= Consigne 1 =
Mettez en forme, s'il vous plaît, les lignes de données dans un tableau Markdown à deux colonnes, « Numéro » et « Ligne ». Commencez à la première ligne de données et arrêtez-vous après celle qui contient « [[478, 467], [188, 412]] », en omettant les lignes vides et les images.
____ Texte
On les retrouve dans les films de Miyazaki, mais par contre nulle part dans ces films, on ne trouve la célébration des animaux pour eux-mêmes, ou encore de la nature pour elle-même.

A l’opposé, on trouve systématiquement la bataille des « forces magiques » (principalement les kamis) contre le monde moderne.

Ce qui apparaît comme une bataille entre deux mondes vus d’Europe, doit en fait être compris vu du Japon comme la coexistence de ces deux mondes.

Coexistence, de la même manière que dans les films de Miyazaki il n’y a pas de « bons » et de « vilains », les « vilains » pouvant se montrer en partie « bons » et inversement (ce qui évidemment correspond au taoïsme).

Même si au sein de ce taoïsme, on a toujours une figure candide, de type shinto, correspondant au principe du makoto no kokoro (« coeur de vérité ») ou magokoro (« vrai coeur »), et regardant le monde avec bonté, désirant défendre la « pureté » contre la « pollution » (deux principes shintos élémentaires).

Si cette coexistence entre le monde moderne et les kamis prend l’aspect d’une bataille, c’est parce que la religion doit toujours lutter pour rappeler l’existence des divinités qu’elle met en avant: c’est le sens des films de Hayao Miyazaki.

Voilà pourquoi dans ses films on trouve toujours les « forces magiques » en situation de faiblesse, mais représentant un passé glorieux, plein de magie, de force, de vie.

Et cette situation de faiblesse est souvent représentée par la métaphore de la « citadelle assiégée »: un château dans le ciel, un château ambulant, une forêt, etc.

Ainsi, dans Princesse Mononoké par exemple, les animaux ne sont protagonistes que lorsqu’ils sont possédés par les kamis (le dieu cerf, le sanglier géant etc.), la nature n’est mise en avant que parce qu’elle est utile (l’étang qui guérit de tout, etc.).
________
____ Données d'entrée
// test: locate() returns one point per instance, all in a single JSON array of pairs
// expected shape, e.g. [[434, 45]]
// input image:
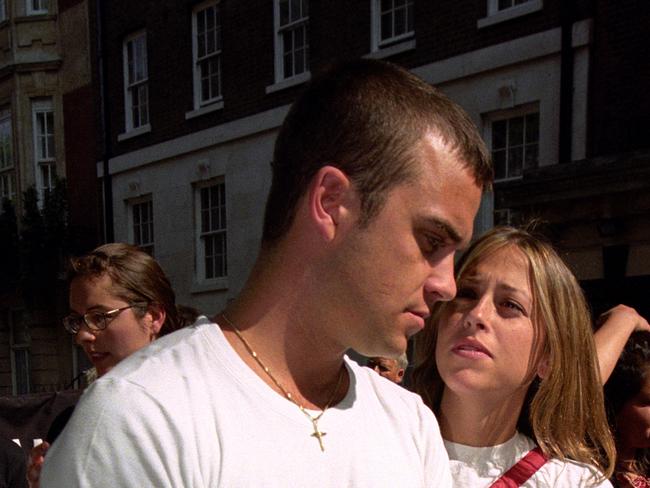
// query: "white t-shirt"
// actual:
[[188, 412], [476, 467]]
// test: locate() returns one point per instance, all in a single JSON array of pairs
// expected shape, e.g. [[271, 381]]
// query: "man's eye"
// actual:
[[432, 244]]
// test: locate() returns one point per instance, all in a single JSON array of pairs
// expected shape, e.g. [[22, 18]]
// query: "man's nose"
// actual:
[[441, 284]]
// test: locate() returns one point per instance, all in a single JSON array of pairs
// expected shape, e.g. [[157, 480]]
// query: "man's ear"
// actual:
[[157, 317], [329, 198]]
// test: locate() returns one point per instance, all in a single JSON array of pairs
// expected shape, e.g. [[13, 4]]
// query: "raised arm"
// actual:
[[616, 325]]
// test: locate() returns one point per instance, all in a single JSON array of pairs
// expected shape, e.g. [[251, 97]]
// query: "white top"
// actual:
[[478, 467], [188, 412]]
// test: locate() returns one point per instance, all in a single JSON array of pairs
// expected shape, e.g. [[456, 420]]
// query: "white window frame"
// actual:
[[509, 115], [136, 225], [221, 228], [280, 30], [130, 124], [400, 40], [44, 162], [16, 346], [198, 61], [496, 15], [7, 172], [40, 9]]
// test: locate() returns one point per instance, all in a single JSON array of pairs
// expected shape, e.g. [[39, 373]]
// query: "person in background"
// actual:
[[389, 368], [510, 368], [628, 399], [376, 180], [120, 301], [12, 465]]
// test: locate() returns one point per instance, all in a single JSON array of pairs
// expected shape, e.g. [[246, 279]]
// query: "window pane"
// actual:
[[516, 131], [284, 12], [400, 21], [499, 134], [21, 363], [295, 10], [532, 127], [531, 160], [386, 26], [499, 160], [515, 161]]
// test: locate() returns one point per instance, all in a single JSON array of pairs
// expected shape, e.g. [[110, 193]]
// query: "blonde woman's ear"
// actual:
[[158, 316], [543, 368]]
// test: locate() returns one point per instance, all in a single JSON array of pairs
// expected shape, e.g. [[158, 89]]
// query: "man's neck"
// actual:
[[298, 355], [478, 420]]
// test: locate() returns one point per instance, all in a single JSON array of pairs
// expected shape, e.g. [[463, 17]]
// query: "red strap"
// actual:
[[523, 470]]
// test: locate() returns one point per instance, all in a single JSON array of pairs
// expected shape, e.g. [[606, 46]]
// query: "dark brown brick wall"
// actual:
[[338, 30], [79, 134], [619, 105]]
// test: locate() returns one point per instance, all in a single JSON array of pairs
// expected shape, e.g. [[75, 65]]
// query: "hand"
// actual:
[[624, 316], [35, 464]]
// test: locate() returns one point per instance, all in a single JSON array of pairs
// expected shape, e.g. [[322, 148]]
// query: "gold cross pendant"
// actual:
[[319, 435]]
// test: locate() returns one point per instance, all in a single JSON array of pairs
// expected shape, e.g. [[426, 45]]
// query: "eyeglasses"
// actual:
[[95, 320]]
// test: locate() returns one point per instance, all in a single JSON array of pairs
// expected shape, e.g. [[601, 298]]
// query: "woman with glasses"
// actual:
[[510, 368], [120, 301]]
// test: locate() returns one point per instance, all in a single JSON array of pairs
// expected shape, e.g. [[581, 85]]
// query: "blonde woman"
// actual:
[[509, 367]]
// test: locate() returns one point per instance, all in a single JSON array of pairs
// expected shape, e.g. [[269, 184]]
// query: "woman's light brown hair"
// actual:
[[565, 413]]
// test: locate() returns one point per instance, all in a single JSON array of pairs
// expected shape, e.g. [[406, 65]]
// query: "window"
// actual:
[[142, 218], [503, 10], [291, 45], [6, 158], [392, 21], [515, 145], [36, 7], [136, 87], [19, 344], [495, 6], [44, 150], [212, 253], [206, 25]]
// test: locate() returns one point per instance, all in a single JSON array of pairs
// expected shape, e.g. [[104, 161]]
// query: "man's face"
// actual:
[[388, 274], [388, 368]]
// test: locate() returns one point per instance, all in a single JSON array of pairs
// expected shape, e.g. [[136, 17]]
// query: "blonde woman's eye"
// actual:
[[515, 306]]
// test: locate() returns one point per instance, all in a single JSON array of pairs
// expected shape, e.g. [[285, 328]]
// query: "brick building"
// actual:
[[47, 131], [194, 93], [196, 119]]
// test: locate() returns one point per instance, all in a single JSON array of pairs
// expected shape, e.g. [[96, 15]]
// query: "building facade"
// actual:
[[47, 133], [192, 94], [200, 89]]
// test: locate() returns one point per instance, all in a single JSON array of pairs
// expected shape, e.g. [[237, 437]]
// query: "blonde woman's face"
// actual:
[[486, 336], [125, 333]]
________
= Consigne 2 =
D'après le texte, par quelle métaphore la situation de faiblesse des « forces magiques » est-elle souvent représentée ?

= Réponse 1 =
| Numéro | Ligne |
|---|---|
| 1 | // test: locate() returns one point per instance, all in a single JSON array of pairs |
| 2 | // expected shape, e.g. [[434, 45]] |
| 3 | // input image: |
| 4 | // query: "white t-shirt" |
| 5 | // actual: |
| 6 | [[188, 412], [476, 467]] |
| 7 | // test: locate() returns one point per instance, all in a single JSON array of pairs |
| 8 | // expected shape, e.g. [[271, 381]] |
| 9 | // query: "man's eye" |
| 10 | // actual: |
| 11 | [[432, 244]] |
| 12 | // test: locate() returns one point per instance, all in a single JSON array of pairs |
| 13 | // expected shape, e.g. [[22, 18]] |
| 14 | // query: "man's nose" |
| 15 | // actual: |
| 16 | [[441, 284]] |
| 17 | // test: locate() returns one point per instance, all in a single JSON array of pairs |
| 18 | // expected shape, e.g. [[157, 480]] |
| 19 | // query: "man's ear" |
| 20 | // actual: |
| 21 | [[157, 317], [329, 198]] |
| 22 | // test: locate() returns one point per instance, all in a single JSON array of pairs |
| 23 | // expected shape, e.g. [[13, 4]] |
| 24 | // query: "raised arm" |
| 25 | // actual: |
| 26 | [[616, 325]] |
| 27 | // test: locate() returns one point per instance, all in a single JSON array of pairs |
| 28 | // expected shape, e.g. [[251, 97]] |
| 29 | // query: "white top" |
| 30 | // actual: |
| 31 | [[478, 467], [188, 412]] |

= Réponse 2 =
Par la métaphore de la « citadelle assiégée ».